### Problem to solve
Find every line in the rows below that contains the word "trail" and copy each of those lines.

### Entries shown
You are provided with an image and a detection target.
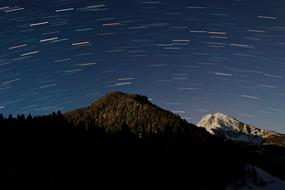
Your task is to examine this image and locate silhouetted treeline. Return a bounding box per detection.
[0,113,243,189]
[0,93,282,187]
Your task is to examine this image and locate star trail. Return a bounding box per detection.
[0,0,285,133]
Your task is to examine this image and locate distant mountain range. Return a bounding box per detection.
[197,113,285,146]
[0,92,285,190]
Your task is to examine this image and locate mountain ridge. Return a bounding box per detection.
[197,112,285,146]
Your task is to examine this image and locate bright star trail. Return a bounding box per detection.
[0,0,285,133]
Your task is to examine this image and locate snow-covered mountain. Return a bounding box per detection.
[197,113,285,145]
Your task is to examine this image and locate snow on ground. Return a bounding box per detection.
[227,167,285,190]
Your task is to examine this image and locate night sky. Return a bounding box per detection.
[0,0,285,133]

### Answer to the task
Your task is to examine this image and locate star trail. Return a bounding box per detection.
Your task is to examine this image and locate bright star trail. Return a bounding box per detection.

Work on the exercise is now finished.